### Given task:
Which lines of the listing below contain the string "water"? Gather each of them and copy it in full, counting only matches with the same uppercase and lowercase letters.

>>

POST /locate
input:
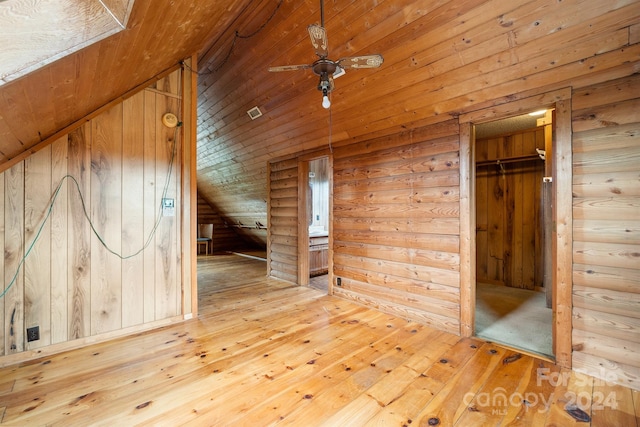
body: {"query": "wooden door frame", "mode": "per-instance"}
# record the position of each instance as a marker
(303, 214)
(562, 219)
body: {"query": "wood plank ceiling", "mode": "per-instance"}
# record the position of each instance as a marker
(442, 58)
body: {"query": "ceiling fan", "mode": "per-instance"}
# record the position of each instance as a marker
(326, 68)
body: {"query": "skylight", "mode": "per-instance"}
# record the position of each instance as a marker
(36, 33)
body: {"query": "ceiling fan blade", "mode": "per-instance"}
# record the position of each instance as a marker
(365, 61)
(289, 67)
(319, 41)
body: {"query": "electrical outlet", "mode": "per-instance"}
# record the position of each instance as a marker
(33, 334)
(168, 207)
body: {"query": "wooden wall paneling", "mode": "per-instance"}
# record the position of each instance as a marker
(14, 303)
(482, 213)
(151, 204)
(284, 226)
(384, 182)
(606, 192)
(270, 223)
(468, 227)
(189, 190)
(4, 330)
(106, 216)
(168, 146)
(132, 210)
(37, 264)
(79, 298)
(60, 231)
(562, 239)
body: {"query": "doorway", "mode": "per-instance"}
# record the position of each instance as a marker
(318, 222)
(511, 205)
(561, 218)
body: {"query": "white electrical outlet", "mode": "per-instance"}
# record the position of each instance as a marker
(168, 207)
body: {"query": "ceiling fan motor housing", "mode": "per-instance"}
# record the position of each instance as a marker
(324, 68)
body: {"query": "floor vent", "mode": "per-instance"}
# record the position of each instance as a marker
(254, 113)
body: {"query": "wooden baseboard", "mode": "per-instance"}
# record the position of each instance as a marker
(28, 355)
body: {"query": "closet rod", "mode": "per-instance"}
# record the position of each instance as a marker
(526, 158)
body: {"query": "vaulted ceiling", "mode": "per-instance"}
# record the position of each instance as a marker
(441, 58)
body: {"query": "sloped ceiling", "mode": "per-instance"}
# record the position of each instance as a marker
(441, 58)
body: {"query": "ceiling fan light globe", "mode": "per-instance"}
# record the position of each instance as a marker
(325, 102)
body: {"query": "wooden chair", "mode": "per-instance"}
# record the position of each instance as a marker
(205, 238)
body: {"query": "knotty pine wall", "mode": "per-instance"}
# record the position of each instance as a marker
(224, 236)
(70, 285)
(396, 224)
(606, 229)
(282, 244)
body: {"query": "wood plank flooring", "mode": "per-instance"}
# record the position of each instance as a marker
(265, 352)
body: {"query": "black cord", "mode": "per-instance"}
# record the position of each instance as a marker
(236, 36)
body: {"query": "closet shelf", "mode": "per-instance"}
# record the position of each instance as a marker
(517, 159)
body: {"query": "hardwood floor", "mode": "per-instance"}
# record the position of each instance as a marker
(266, 352)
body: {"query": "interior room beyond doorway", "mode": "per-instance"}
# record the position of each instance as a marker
(513, 304)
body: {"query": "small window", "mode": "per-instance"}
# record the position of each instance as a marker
(34, 34)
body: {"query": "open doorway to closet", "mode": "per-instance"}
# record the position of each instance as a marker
(316, 243)
(513, 207)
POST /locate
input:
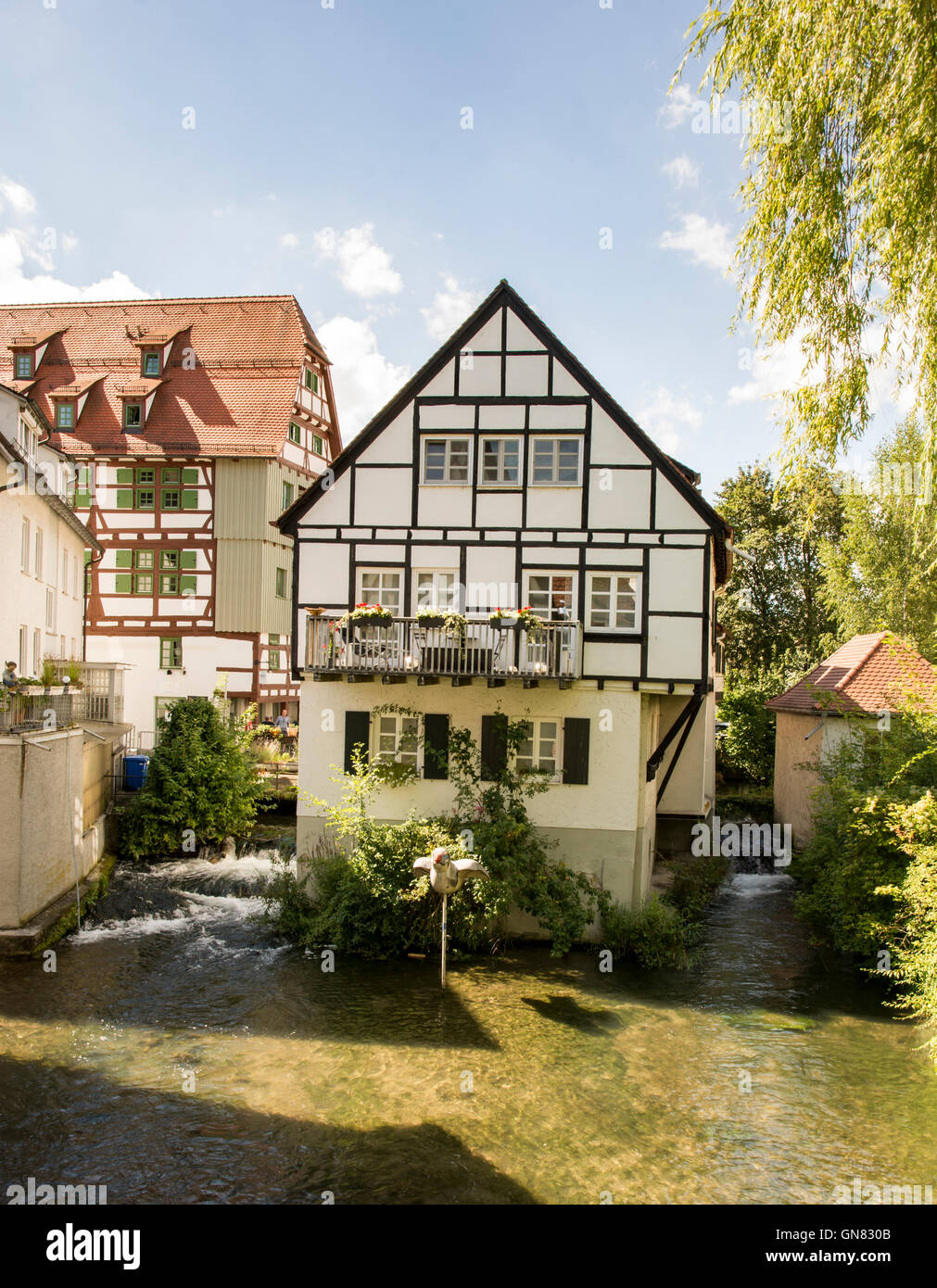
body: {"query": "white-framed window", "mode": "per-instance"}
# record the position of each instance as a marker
(500, 462)
(613, 601)
(556, 461)
(382, 587)
(551, 595)
(436, 587)
(538, 750)
(398, 739)
(446, 460)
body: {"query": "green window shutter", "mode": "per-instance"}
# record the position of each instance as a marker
(575, 751)
(357, 724)
(436, 746)
(494, 750)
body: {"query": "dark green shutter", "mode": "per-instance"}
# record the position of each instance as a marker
(575, 751)
(494, 751)
(436, 746)
(357, 724)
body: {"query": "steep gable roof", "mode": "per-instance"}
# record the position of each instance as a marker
(680, 475)
(867, 676)
(234, 400)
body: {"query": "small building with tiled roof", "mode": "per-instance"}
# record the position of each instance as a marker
(868, 676)
(192, 423)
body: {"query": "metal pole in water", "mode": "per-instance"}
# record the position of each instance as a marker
(444, 941)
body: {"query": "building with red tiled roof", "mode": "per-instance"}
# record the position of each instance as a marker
(192, 423)
(867, 676)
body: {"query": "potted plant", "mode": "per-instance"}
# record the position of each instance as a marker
(368, 614)
(528, 621)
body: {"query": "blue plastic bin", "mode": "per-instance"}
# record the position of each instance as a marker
(134, 772)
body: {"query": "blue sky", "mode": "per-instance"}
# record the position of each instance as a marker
(228, 147)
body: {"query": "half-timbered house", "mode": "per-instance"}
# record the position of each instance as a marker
(504, 475)
(194, 423)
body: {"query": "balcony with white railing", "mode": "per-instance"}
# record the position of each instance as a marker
(406, 647)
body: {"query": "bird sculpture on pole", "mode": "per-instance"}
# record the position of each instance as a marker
(446, 876)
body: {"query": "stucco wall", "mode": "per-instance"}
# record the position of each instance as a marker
(601, 827)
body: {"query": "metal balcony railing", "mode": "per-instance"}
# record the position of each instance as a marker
(405, 647)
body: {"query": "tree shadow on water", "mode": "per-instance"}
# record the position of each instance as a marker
(69, 1126)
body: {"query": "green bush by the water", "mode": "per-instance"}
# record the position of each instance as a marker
(200, 786)
(372, 902)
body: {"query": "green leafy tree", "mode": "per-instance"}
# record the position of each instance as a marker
(881, 572)
(198, 782)
(774, 601)
(840, 195)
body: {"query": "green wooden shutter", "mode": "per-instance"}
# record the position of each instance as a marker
(357, 724)
(436, 746)
(575, 751)
(494, 751)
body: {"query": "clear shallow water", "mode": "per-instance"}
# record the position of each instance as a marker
(181, 1054)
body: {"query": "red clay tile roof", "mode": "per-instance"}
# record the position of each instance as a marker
(236, 400)
(867, 676)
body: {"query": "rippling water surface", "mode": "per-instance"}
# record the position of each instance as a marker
(182, 1054)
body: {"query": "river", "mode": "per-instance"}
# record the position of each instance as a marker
(181, 1054)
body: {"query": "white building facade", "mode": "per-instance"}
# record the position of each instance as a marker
(503, 475)
(43, 578)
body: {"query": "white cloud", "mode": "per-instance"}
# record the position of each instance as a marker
(663, 416)
(16, 196)
(27, 245)
(682, 171)
(363, 377)
(450, 308)
(363, 267)
(677, 108)
(706, 243)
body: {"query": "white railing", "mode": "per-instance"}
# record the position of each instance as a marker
(405, 647)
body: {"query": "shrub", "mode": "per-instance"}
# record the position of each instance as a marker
(198, 779)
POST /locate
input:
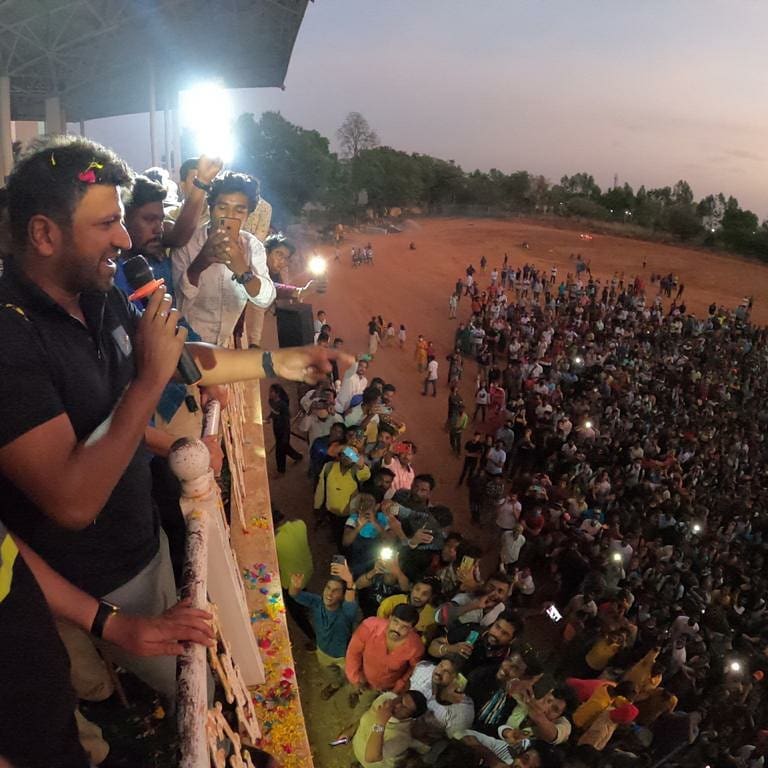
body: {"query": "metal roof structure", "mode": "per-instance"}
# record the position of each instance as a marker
(99, 56)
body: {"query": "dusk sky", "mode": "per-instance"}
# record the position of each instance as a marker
(653, 91)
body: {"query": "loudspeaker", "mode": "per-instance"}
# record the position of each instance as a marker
(295, 325)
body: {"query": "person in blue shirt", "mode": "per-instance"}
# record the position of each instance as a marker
(333, 615)
(365, 530)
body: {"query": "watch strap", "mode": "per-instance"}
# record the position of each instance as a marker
(103, 612)
(266, 364)
(246, 277)
(201, 185)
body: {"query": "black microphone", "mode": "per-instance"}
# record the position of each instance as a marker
(142, 280)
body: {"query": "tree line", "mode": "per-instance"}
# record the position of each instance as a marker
(297, 167)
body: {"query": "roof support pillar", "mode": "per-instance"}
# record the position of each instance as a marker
(152, 114)
(6, 143)
(53, 115)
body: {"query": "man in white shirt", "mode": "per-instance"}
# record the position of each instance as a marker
(353, 383)
(449, 711)
(216, 274)
(431, 380)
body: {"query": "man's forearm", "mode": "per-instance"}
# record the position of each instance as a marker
(178, 235)
(223, 366)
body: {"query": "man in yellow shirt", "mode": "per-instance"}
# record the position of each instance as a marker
(604, 697)
(421, 597)
(337, 484)
(293, 556)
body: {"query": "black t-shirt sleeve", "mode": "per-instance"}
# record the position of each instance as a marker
(27, 391)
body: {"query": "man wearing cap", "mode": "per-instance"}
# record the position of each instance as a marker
(353, 383)
(337, 483)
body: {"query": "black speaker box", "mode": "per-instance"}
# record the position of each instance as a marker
(295, 325)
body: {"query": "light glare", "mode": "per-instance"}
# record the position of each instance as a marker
(205, 110)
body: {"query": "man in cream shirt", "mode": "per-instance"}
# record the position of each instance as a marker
(216, 274)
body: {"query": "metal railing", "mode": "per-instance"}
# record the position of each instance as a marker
(213, 579)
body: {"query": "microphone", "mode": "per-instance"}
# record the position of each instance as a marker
(142, 280)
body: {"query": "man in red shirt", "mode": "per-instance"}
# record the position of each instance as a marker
(383, 652)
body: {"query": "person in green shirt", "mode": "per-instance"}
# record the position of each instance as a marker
(294, 556)
(458, 424)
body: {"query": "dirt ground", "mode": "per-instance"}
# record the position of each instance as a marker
(412, 287)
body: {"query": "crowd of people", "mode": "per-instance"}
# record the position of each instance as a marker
(615, 458)
(607, 608)
(103, 367)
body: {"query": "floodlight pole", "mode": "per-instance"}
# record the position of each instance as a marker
(152, 110)
(53, 116)
(6, 143)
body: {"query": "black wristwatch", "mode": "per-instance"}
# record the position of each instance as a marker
(104, 611)
(245, 278)
(266, 364)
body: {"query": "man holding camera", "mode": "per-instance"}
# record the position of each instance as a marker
(223, 267)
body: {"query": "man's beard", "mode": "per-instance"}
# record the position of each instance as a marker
(81, 276)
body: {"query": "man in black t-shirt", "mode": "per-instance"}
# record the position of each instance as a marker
(34, 668)
(473, 450)
(81, 373)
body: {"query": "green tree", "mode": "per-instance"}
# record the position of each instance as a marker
(355, 135)
(294, 165)
(619, 200)
(682, 220)
(581, 185)
(739, 228)
(682, 193)
(589, 209)
(390, 177)
(711, 209)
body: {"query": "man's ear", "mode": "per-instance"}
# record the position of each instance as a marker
(44, 235)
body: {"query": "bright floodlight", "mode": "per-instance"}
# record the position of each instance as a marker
(317, 265)
(206, 112)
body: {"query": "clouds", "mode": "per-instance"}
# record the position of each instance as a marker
(653, 91)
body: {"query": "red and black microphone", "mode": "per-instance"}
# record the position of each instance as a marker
(142, 280)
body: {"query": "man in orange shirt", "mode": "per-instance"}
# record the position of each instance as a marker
(383, 652)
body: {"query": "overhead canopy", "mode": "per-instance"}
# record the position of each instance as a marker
(97, 56)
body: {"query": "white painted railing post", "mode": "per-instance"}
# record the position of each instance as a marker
(190, 462)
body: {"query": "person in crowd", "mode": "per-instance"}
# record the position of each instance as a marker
(73, 467)
(422, 596)
(449, 710)
(399, 460)
(480, 607)
(294, 556)
(34, 666)
(430, 381)
(383, 735)
(280, 416)
(473, 451)
(223, 267)
(337, 483)
(491, 688)
(279, 251)
(333, 616)
(383, 652)
(479, 647)
(353, 383)
(457, 425)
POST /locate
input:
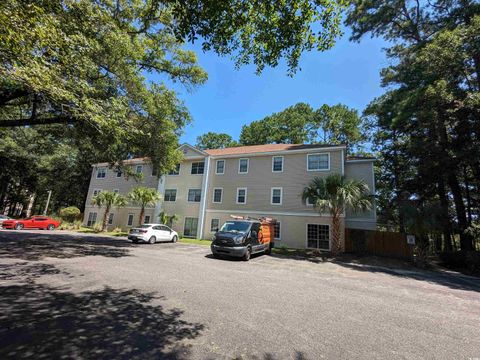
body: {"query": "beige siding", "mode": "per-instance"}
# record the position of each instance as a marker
(361, 171)
(260, 179)
(293, 229)
(182, 182)
(120, 216)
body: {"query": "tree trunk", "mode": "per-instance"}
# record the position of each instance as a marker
(336, 234)
(447, 228)
(105, 215)
(466, 242)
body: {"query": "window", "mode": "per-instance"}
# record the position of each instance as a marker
(190, 228)
(101, 173)
(318, 162)
(170, 195)
(241, 195)
(176, 171)
(277, 164)
(318, 236)
(276, 196)
(92, 219)
(197, 168)
(277, 235)
(214, 225)
(194, 195)
(130, 220)
(220, 167)
(217, 195)
(243, 166)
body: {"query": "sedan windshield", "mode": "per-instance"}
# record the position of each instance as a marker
(240, 227)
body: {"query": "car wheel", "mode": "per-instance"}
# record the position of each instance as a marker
(247, 255)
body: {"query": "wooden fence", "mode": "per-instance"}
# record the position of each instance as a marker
(380, 243)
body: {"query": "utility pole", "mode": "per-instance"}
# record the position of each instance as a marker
(48, 201)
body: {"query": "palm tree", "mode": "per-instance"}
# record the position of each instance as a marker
(144, 197)
(335, 194)
(108, 199)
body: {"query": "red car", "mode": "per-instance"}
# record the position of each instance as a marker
(34, 222)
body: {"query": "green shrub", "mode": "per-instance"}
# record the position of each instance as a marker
(70, 214)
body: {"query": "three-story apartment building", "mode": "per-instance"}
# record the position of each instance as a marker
(264, 180)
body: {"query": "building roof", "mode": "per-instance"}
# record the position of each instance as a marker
(366, 158)
(265, 148)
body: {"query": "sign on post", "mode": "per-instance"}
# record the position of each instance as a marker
(411, 239)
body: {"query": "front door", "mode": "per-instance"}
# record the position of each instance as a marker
(190, 228)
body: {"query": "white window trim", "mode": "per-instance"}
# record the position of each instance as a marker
(179, 168)
(213, 197)
(216, 167)
(176, 195)
(211, 224)
(248, 165)
(273, 162)
(133, 218)
(188, 192)
(101, 178)
(236, 198)
(281, 231)
(329, 236)
(271, 195)
(88, 218)
(317, 170)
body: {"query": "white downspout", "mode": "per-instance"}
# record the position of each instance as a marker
(203, 204)
(158, 205)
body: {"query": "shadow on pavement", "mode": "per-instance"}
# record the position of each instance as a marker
(32, 246)
(394, 267)
(37, 321)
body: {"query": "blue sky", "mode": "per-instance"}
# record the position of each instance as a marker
(348, 74)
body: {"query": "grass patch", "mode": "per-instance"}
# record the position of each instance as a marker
(195, 241)
(86, 230)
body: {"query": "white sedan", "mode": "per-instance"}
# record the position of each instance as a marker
(152, 233)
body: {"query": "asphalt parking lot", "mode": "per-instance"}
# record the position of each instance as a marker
(87, 296)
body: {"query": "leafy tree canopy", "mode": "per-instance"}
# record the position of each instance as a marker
(84, 63)
(300, 124)
(213, 140)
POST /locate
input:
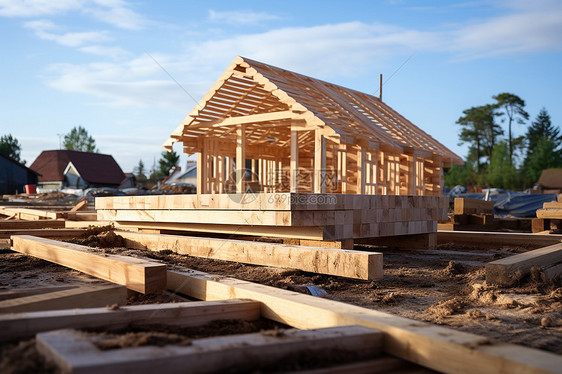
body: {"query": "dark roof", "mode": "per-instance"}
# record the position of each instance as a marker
(551, 178)
(94, 168)
(18, 163)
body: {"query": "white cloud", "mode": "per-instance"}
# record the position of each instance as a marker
(33, 8)
(529, 28)
(326, 51)
(246, 17)
(117, 13)
(43, 28)
(138, 82)
(114, 12)
(110, 52)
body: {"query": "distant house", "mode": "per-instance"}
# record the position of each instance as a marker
(130, 181)
(14, 176)
(550, 181)
(74, 169)
(187, 176)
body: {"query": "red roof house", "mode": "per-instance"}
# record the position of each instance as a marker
(62, 168)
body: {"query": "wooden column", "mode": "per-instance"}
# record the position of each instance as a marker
(294, 167)
(200, 173)
(319, 163)
(240, 158)
(361, 171)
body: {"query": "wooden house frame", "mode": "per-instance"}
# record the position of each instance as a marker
(265, 129)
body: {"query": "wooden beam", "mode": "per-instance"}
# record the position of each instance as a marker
(507, 271)
(80, 297)
(436, 347)
(302, 232)
(249, 119)
(338, 262)
(137, 274)
(25, 224)
(473, 206)
(319, 163)
(193, 313)
(240, 158)
(43, 233)
(294, 166)
(76, 353)
(497, 239)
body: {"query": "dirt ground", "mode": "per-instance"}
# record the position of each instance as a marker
(444, 286)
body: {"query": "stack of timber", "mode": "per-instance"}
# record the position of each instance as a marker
(549, 218)
(55, 212)
(285, 215)
(507, 271)
(471, 215)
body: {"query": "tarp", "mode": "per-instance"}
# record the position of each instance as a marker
(511, 203)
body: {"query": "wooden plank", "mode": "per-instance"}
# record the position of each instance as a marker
(280, 218)
(79, 297)
(193, 313)
(240, 158)
(74, 352)
(43, 233)
(550, 213)
(24, 224)
(85, 224)
(267, 201)
(436, 347)
(81, 204)
(343, 263)
(139, 275)
(507, 271)
(497, 239)
(473, 206)
(314, 233)
(22, 292)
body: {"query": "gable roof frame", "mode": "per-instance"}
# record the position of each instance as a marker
(341, 114)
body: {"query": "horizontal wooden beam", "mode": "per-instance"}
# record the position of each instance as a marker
(473, 206)
(497, 239)
(507, 271)
(79, 297)
(76, 353)
(241, 120)
(25, 224)
(436, 347)
(303, 232)
(137, 274)
(339, 262)
(43, 233)
(193, 313)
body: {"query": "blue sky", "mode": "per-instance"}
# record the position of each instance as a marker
(66, 63)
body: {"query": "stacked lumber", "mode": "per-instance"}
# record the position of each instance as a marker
(471, 215)
(139, 275)
(338, 216)
(509, 270)
(26, 213)
(549, 217)
(338, 262)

<<

### Reply:
body: {"query": "metal pole in water", "mode": "per-instance"}
body: {"query": "tree shadow on water", "mode": "per-instance"}
body: {"query": "green bush by the water", "mode": "per-instance"}
body: {"query": "clear shallow water", "mode": "per-instance"}
body: {"query": "rippling water surface", "mode": "per-instance"}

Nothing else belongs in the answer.